RECORDS SHOWN
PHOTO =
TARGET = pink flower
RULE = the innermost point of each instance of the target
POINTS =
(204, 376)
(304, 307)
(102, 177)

PROBLEM TO SOLVE
Pull out every line in the records above that contains the string "instance", matching case exactly.

FINISHED TASK
RULE = the innermost point of each instance of the target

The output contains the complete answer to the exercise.